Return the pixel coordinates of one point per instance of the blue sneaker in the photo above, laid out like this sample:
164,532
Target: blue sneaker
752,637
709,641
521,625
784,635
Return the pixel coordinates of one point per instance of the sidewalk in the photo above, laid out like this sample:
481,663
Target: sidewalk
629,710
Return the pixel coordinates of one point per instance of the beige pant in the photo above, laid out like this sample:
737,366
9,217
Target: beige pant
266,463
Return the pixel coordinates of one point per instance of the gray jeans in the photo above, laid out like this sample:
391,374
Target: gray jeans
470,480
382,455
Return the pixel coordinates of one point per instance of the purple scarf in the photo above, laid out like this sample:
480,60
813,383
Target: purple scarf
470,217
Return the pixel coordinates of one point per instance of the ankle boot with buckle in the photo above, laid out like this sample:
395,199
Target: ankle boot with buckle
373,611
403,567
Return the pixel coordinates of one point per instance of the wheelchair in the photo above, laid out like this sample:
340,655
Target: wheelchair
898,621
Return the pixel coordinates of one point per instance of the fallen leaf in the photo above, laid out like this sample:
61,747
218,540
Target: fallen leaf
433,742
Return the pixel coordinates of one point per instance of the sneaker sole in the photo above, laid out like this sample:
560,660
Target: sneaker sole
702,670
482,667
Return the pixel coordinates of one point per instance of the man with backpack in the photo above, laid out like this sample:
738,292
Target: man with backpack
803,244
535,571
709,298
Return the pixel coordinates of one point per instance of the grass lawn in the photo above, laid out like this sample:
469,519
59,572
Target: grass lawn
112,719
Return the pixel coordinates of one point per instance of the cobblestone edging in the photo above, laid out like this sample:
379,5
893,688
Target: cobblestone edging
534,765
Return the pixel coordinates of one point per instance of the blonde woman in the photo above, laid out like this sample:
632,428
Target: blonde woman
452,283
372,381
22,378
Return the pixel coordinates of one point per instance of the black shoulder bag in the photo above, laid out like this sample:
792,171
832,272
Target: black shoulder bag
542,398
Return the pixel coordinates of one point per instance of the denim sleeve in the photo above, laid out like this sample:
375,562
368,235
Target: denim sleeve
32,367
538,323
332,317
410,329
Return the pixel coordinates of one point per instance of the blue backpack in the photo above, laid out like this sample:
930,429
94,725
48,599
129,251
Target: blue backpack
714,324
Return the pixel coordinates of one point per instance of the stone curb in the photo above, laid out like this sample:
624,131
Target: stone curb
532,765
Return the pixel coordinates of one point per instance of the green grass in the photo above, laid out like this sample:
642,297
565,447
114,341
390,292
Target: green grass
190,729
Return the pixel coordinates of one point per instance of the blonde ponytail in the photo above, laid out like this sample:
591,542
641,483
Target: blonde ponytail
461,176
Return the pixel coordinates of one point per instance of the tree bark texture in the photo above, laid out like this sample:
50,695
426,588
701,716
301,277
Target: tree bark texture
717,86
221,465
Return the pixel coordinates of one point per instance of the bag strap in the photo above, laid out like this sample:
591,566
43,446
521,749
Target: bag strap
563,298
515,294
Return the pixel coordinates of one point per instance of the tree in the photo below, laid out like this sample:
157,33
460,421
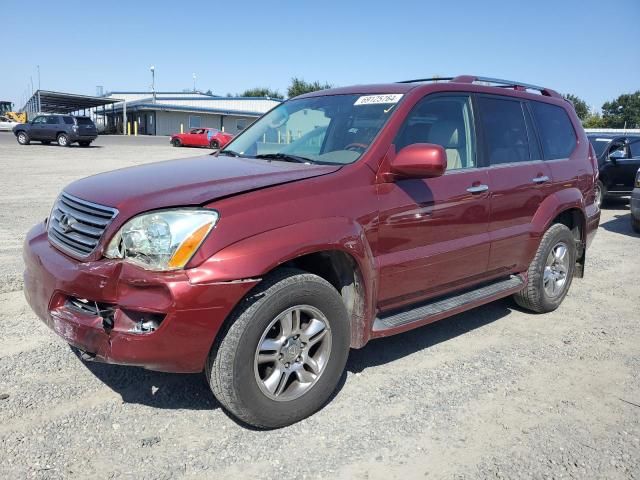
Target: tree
582,109
261,92
623,111
299,86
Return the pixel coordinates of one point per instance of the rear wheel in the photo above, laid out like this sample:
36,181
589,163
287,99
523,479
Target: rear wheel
23,138
551,271
283,351
63,140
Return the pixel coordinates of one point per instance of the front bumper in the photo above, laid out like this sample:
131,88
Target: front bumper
191,314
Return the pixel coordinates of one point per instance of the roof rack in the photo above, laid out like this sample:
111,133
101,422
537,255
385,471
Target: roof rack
496,81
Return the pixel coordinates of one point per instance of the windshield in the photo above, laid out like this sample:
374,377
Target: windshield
331,129
600,144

(WORK INSTRUCTIONS) Transcribe all the records above word for word, without their images.

(YOUR SOLUTION)
Return the pixel coordinates of one point per instance of the blue sneaker in the photo above, laid out like this sample:
164,532
Target: blue sneaker
752,637
709,641
521,625
784,635
Return the pixel coordinates of one point per instance of the sidewalk in the photo above, laid out like this sample:
481,663
Target: sidewalk
629,710
Return the pixel coordinates of one point per instance of the beige pant in the photo above, laid out like this sample:
737,366
9,217
Target: beige pant
266,463
Return the pixel coordinates of one point per instance of the gray jeans in the photo above, laid out like this sample:
391,374
Target: gray jeans
470,480
382,455
Return the pixel coordinates of one point per instance of the purple scarf in the photo above, laid out like this sample:
480,60
813,383
Target: purple scarf
470,217
Return the pixel coordinates of one point per instance of the ankle boot with buckle in the photo above, laid out like this sample:
395,199
Target: ankle boot with buckle
373,611
403,567
Return the pixel coordinates of one point per instance of the wheelchair in the photo above, laid out like this sample:
340,655
Target: wheelchair
898,621
Return the pixel coordinates of one point per instance of the fallen leaf in the photo above, laid out like this sample:
61,747
218,540
Target: fallen leaf
433,742
Return the pixel coordinates of one point per instance of the sneaker sole in the photo above, laid out like this sample:
560,660
Target: sneaker sole
702,670
482,667
Return the pixel coordinates of one point per instance of the man with backpack in the photo above, laid out like this sample:
738,292
Target: man with backpack
803,244
535,571
709,298
Return the pixel coordinates of one point per instance of the grass lawn in the photo above, laid out like this sample:
469,519
59,572
Target: grass lawn
112,719
Return the pixel coordinates of one point per instance of the cobblestone edging in the photo above, laid out like this sample:
379,5
893,688
Target: cobblestone edging
534,765
Return the pixel coordinates of one point per instance of the blonde woman in the photo above, laid out like this sample:
632,428
Target: blonde woman
452,283
372,381
22,378
Return the pixel coordinates of one point per instance of the black shoulder bag in the photo above, laid out like this sample:
792,171
832,272
Target: black shoulder bag
542,398
Return the pixel coordinates of one point per instance of the denim sleeve in the photo above, laid out like this sample:
375,562
368,235
Target: denim sleeve
32,367
538,323
332,317
410,329
Return the pixel coordinates of one point per instance of the blue backpack in the photo above, laid out like this sample:
930,429
94,725
48,599
129,251
Target: blue backpack
714,324
Return the pixel coordinates of one point per instance of the stone curb in the photo above, laid out like this sample:
624,131
Target: stone curb
532,765
Return the pixel coordinates of one point per instance of the green grass in the photo above, laid out like this sample:
642,297
565,447
114,341
390,292
Target: green grass
190,729
Return the pixel coordinates of one point per instance of the blonde ponytail in the photo above, laid out like this sample:
591,542
641,483
Target: blonde ponytail
461,176
Return the pixel coordinates of one point per instance of the tree bark texture in the photo above, laid out like this sample:
50,695
426,588
701,716
301,277
Target: tree bark texture
717,86
221,465
Return the pixel coordinates of one point per instance of the bag strap in the photo above, laid out like this sample:
591,566
43,446
521,749
Target: bag strap
563,298
515,294
Return the pixel coordinates of one point per instance of the tree in the photo below, laid out like this sample:
157,33
460,421
Target: tree
582,109
261,92
623,111
299,86
Return the pixel coordinates of one point per instance of the rear wheel in the photo above, laid out like this sample:
36,181
589,163
287,99
523,479
Target: rear wheel
23,138
551,271
283,351
63,140
Return the pixel coordinates of one point per instance of the front bumper in the photo above, laid out like this sample:
131,88
Target: front bumper
191,314
Return the pixel coordinates of one point per instance of the roof rack in the photo above, laid out like this sample:
111,133
101,422
537,255
385,471
Target: roof rack
496,81
Return the pixel coordinates of one point per instance of the windshield in the photo above, laid out like this sample:
374,377
Target: windshield
331,129
600,144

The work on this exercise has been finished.